== SOURCE EXCERPT ==

Maxar’s WeatherDesk^SMleverages these advanced computing technologies to deliver weather forecasts faster to customers, enabling them to make better informed business decisions. WeatherDesk builds HPC solutions on AWS to provide access to global numerical weather forecasts to stay ahead of emerging conditions that affect agriculture production, commodity trading, and financial markets. These forecasts are also vital for protecting critical infrastructure like power grids around the world, energy exploration and production, and even transportation. The WeatherDesk platform provides access to data services, web applications, and information reports to customers around the clock via a software-as-a-service (SaaS) suite of offerings designed for specific personas – data scientists and developers, researchers, and executives and operators, respectively.

Maxar uses a number of HPC services like Elastic Fabric Adapter (EFA), the AWS Nitro System and AWS ParallelCluster to deliver their solutions to their customers. All of this allows Maxar to scale HPC applications to tens of thousands of CPUs with the reliability, scalability, and agility of AWS that would otherwise be extremely difficult to achieve.

In this post, we will discuss how Maxar deploys all these tools to run short duration HPC workloads using the “fail fast” software development technique.

Constraints

HPC workloads come in all different shapes and sizes, but can generally be divided into two categories based on the degree of interaction between the concurrently running parallel processes:

Loosely-coupled are those where the multiple processes don’t strongly interact with each other in the course of a simulation.
Tightly coupled are those where the parallel processes are simultaneously running and regularly exchanging information between cooperating processes at each step of a simulation.

===
== DATA PROVIDED ==

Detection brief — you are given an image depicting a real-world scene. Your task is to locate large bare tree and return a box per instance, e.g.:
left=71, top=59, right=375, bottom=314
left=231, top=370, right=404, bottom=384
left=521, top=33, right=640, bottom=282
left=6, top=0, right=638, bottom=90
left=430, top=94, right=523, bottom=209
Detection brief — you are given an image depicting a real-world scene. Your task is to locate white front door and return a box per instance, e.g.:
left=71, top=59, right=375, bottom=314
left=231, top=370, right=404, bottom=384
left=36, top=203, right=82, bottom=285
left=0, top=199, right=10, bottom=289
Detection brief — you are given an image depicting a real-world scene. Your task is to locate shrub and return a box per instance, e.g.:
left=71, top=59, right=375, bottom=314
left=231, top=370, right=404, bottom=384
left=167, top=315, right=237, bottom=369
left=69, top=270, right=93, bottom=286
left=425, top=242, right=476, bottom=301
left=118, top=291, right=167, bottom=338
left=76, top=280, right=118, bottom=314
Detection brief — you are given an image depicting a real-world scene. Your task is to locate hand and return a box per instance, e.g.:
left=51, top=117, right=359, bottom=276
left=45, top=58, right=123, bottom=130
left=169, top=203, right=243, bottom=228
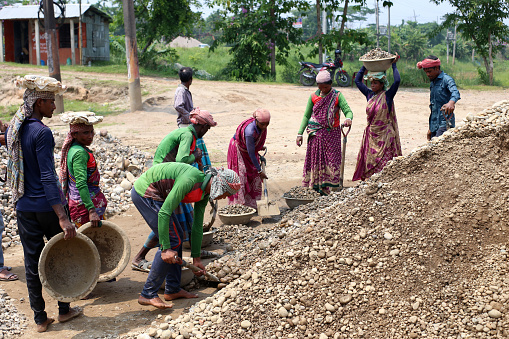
left=392, top=53, right=401, bottom=64
left=193, top=258, right=205, bottom=277
left=295, top=135, right=304, bottom=147
left=440, top=101, right=455, bottom=116
left=258, top=171, right=269, bottom=180
left=193, top=147, right=203, bottom=161
left=58, top=216, right=76, bottom=240
left=88, top=208, right=101, bottom=227
left=161, top=249, right=182, bottom=265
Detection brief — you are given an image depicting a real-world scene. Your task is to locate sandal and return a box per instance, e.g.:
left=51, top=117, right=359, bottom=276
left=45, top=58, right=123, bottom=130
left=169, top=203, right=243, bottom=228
left=131, top=259, right=152, bottom=273
left=0, top=267, right=19, bottom=281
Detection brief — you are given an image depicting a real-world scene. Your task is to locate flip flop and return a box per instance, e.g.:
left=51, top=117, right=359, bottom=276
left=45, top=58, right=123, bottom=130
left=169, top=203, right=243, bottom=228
left=0, top=267, right=19, bottom=281
left=131, top=259, right=152, bottom=273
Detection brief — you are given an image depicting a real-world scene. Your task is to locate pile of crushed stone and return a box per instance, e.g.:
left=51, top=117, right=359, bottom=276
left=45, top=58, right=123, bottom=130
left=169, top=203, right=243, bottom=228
left=126, top=101, right=509, bottom=339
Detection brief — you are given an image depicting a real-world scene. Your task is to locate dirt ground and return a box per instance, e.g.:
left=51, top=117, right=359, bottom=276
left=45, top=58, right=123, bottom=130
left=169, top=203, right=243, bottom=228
left=0, top=65, right=507, bottom=338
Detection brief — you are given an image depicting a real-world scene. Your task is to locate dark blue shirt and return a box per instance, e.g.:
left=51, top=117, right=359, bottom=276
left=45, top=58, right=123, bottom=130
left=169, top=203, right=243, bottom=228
left=16, top=118, right=66, bottom=212
left=429, top=72, right=460, bottom=132
left=355, top=63, right=401, bottom=112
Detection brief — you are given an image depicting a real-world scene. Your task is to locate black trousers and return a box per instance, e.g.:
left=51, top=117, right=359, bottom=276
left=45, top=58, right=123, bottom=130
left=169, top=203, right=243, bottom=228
left=16, top=211, right=70, bottom=324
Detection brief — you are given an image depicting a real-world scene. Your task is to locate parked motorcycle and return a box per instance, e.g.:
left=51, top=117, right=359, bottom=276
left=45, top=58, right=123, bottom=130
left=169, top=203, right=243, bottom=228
left=298, top=49, right=352, bottom=87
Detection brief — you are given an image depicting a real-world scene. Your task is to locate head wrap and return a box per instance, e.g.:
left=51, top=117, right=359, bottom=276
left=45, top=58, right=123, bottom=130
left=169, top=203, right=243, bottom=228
left=59, top=112, right=103, bottom=196
left=417, top=59, right=441, bottom=69
left=189, top=107, right=217, bottom=127
left=6, top=75, right=66, bottom=203
left=207, top=167, right=241, bottom=200
left=364, top=72, right=389, bottom=91
left=253, top=108, right=270, bottom=123
left=316, top=71, right=332, bottom=84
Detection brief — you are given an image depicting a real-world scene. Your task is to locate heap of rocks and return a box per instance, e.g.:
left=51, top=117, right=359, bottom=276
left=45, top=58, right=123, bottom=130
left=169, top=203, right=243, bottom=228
left=122, top=101, right=509, bottom=339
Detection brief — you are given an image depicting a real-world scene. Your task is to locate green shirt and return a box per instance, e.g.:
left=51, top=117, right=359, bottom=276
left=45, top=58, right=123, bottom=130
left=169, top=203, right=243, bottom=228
left=154, top=125, right=197, bottom=165
left=134, top=162, right=211, bottom=258
left=297, top=89, right=353, bottom=135
left=67, top=141, right=95, bottom=211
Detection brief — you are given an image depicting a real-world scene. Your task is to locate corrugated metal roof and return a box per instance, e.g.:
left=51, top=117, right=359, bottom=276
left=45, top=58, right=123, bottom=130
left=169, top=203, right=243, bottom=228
left=0, top=4, right=109, bottom=20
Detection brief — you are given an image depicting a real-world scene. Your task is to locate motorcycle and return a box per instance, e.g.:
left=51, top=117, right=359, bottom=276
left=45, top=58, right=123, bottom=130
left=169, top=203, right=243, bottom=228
left=298, top=49, right=352, bottom=87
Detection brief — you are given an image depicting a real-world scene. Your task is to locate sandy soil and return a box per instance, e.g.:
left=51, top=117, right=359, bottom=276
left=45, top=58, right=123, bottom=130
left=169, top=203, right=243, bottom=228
left=0, top=65, right=507, bottom=338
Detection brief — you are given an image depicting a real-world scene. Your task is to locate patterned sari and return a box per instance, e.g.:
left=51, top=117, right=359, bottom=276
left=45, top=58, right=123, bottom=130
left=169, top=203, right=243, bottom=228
left=302, top=89, right=341, bottom=194
left=352, top=91, right=402, bottom=181
left=227, top=118, right=267, bottom=208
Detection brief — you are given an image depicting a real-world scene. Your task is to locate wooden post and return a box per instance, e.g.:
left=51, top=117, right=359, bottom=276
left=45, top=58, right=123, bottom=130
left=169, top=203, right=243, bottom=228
left=44, top=0, right=64, bottom=113
left=0, top=20, right=5, bottom=62
left=35, top=20, right=41, bottom=66
left=122, top=0, right=142, bottom=112
left=69, top=19, right=76, bottom=65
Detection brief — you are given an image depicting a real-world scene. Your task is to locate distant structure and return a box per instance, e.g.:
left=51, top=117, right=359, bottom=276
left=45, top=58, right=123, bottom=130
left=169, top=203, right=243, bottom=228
left=170, top=36, right=203, bottom=48
left=0, top=4, right=111, bottom=65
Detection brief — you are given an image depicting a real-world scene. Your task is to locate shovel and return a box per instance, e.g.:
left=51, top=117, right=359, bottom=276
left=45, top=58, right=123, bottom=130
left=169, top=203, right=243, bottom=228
left=339, top=124, right=352, bottom=189
left=256, top=149, right=281, bottom=217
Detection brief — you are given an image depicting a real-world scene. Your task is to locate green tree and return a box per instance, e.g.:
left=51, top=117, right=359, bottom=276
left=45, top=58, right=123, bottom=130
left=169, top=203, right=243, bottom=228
left=431, top=0, right=509, bottom=85
left=211, top=0, right=309, bottom=81
left=114, top=0, right=200, bottom=58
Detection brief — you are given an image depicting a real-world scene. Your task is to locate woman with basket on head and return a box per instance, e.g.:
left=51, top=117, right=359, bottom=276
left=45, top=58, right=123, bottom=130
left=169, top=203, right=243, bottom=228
left=352, top=53, right=402, bottom=181
left=296, top=71, right=353, bottom=194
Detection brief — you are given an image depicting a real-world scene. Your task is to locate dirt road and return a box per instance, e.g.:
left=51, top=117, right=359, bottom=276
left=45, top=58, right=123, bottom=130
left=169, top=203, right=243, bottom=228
left=0, top=65, right=507, bottom=338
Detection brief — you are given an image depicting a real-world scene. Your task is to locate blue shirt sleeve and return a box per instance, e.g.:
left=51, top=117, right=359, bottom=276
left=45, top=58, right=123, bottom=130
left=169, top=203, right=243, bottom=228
left=355, top=66, right=371, bottom=99
left=244, top=121, right=262, bottom=172
left=385, top=63, right=401, bottom=110
left=35, top=128, right=62, bottom=206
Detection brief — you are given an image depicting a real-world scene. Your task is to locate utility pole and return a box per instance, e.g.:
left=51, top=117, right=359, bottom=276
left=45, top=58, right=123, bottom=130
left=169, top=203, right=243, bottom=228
left=43, top=0, right=64, bottom=113
left=375, top=0, right=380, bottom=48
left=122, top=0, right=142, bottom=112
left=452, top=25, right=458, bottom=65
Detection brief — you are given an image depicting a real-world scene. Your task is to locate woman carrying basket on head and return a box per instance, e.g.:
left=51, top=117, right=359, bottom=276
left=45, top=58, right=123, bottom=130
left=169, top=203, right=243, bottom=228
left=352, top=53, right=402, bottom=181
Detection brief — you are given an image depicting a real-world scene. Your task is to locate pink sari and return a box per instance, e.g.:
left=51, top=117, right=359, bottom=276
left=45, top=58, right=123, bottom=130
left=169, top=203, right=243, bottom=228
left=352, top=91, right=402, bottom=181
left=227, top=118, right=267, bottom=208
left=352, top=91, right=402, bottom=181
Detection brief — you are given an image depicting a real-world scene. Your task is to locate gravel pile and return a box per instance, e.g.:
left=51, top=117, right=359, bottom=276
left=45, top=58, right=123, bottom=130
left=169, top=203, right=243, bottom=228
left=0, top=288, right=27, bottom=339
left=122, top=101, right=509, bottom=339
left=360, top=48, right=396, bottom=60
left=219, top=204, right=256, bottom=215
left=283, top=186, right=320, bottom=200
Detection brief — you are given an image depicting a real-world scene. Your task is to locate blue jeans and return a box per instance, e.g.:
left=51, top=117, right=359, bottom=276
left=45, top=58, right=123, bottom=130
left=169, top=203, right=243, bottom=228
left=131, top=187, right=184, bottom=299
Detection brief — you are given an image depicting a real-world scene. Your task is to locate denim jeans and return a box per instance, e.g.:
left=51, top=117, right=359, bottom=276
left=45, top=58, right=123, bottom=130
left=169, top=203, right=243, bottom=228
left=131, top=187, right=184, bottom=299
left=16, top=211, right=70, bottom=324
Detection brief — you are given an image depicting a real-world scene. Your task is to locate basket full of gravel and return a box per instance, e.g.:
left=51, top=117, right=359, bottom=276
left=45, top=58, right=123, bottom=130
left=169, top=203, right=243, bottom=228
left=217, top=204, right=256, bottom=225
left=359, top=48, right=396, bottom=72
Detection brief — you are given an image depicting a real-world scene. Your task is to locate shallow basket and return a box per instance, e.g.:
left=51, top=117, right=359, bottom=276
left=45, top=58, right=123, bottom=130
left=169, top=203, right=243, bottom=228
left=359, top=57, right=395, bottom=72
left=39, top=232, right=101, bottom=302
left=217, top=208, right=256, bottom=225
left=283, top=197, right=315, bottom=209
left=78, top=220, right=131, bottom=282
left=183, top=229, right=216, bottom=249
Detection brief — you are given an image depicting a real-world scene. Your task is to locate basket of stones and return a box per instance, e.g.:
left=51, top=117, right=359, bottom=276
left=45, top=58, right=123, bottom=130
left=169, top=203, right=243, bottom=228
left=217, top=204, right=256, bottom=225
left=359, top=48, right=396, bottom=72
left=283, top=186, right=320, bottom=208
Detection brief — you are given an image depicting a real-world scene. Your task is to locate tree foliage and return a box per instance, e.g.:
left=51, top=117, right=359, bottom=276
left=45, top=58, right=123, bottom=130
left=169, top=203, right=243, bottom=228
left=431, top=0, right=509, bottom=85
left=211, top=0, right=309, bottom=81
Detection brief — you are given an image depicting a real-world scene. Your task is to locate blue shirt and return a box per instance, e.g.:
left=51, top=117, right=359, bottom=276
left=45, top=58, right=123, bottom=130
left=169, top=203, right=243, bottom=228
left=16, top=118, right=66, bottom=212
left=429, top=72, right=461, bottom=132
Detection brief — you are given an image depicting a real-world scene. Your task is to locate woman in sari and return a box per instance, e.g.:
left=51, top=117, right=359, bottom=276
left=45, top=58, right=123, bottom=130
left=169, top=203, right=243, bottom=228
left=352, top=54, right=402, bottom=181
left=60, top=112, right=108, bottom=227
left=296, top=71, right=353, bottom=194
left=227, top=108, right=270, bottom=208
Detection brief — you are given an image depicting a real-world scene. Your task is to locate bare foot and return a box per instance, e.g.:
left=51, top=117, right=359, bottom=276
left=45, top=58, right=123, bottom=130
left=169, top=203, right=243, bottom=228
left=58, top=306, right=83, bottom=323
left=35, top=318, right=55, bottom=333
left=164, top=289, right=198, bottom=301
left=138, top=295, right=173, bottom=310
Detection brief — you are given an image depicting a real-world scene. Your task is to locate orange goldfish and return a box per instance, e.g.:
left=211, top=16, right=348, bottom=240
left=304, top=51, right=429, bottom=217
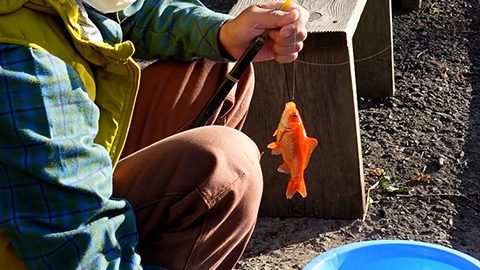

===

» REQUIRED TASKS
1. In the passage on Maxar's WeatherDesk, which HPC services does Maxar use to deliver its solutions?
2. Reproduce everything in the passage on Maxar's WeatherDesk from "Maxar’s WeatherDesk^SMleverages these" down to "and operators, respectively.".
3. Carry on the passage about Maxar's HPC workloads on AWS from the point where it stops.

» PER-TASK ANSWERS
1. Elastic Fabric Adapter (EFA), the AWS Nitro System, and AWS ParallelCluster.

2.
Maxar’s WeatherDesk^SMleverages these advanced computing technologies to deliver weather forecasts faster to customers, enabling them to make better informed business decisions. WeatherDesk builds HPC solutions on AWS to provide access to global numerical weather forecasts to stay ahead of emerging conditions that affect agriculture production, commodity trading, and financial markets. These forecasts are also vital for protecting critical infrastructure like power grids around the world, energy exploration and production, and even transportation. The WeatherDesk platform provides access to data services, web applications, and information reports to customers around the clock via a software-as-a-service (SaaS) suite of offerings designed for specific personas – data scientists and developers, researchers, and executives and operators, respectively.

3.
Solutions like Maxar’s WeatherDesk platform using HPC for numerical weather prediction are tightly coupled due to the complexity of the calculations that go into making a numerical weather forecast. Mainly, the codependency of global weather parameters and computing algorithms require over two billion calculations per second spread across hundreds of Amazon Elastic Compute Cloud (Amazon EC2) instances within an AWS HPC cluster environment. Each of these calculations depends on each other – so the reliable exchange of lots of data in the least time, is important.

Additionally, HPC workloads – including Maxar’s WeatherDesk – are often constrained in other ways that can impact the final solution:

HPC workloads are often very bursty, performing computations only a few hours per day. This requires a large number of cores for a short time when they run.
Time-bound workloads must complete on a specific schedule with the exact number of instances or physical cores available throughout that time period.
Spot instances require workloads to “checkpoint” to handle interruptions, but not all can. Typically, tightly coupled applications, like weather simulation, find this hard.

Workloads often prefer homogeneous instance types or instances with the same underlying architecture and, as we discussed, they need reliable, fast, high-throughput connectivity between instances.

Maxar needs to ensure they’re able to launch the HPC clusters when needed, using the suite of architectures given the problem set, and they must dynamically adjust (or fail fast) to minimize downstream impact.

Solution overview

With these constraints in mind, Maxar built a solution on AWS that uses hpc6a instances. These instances are powered by 3rd generation AMD EPYC processors and offer up to 65% better price performance over comparable Amazon EC2 x86 based compute-optimized instances.

Their solution uses AWS ParallelCluster is an open-source cluster management tool that makes it easy for you to deploy and manage HPC clusters on AWS. ParallelCluster uses EFA, cluster placement groups, and supports On-Demand Capacity Reservations (ODCR) – important technologies and techniques for creating a highly performant and flexible HPC solution.

They also use AWS CloudFormation to provision the head node and then use shell scripts to dynamically adjust input parameters to an AWS ParallelCluster CLI invocation which builds a cluster of over 25,000 physical cores … and they do this several times a day!

They manage the cluster provisioning workflow using CloudFormation but controlled via CI/CD pipelines like AWS CodeCommit and AWS CodeBuild.

The ODCR allows Maxar to reserve large numbers of a specific instance type in a specific availability zone (AZ) and using a cluster placement group for the duration of their workload. This can happen at any time of any day and without entering into a one-year or three-year commitment.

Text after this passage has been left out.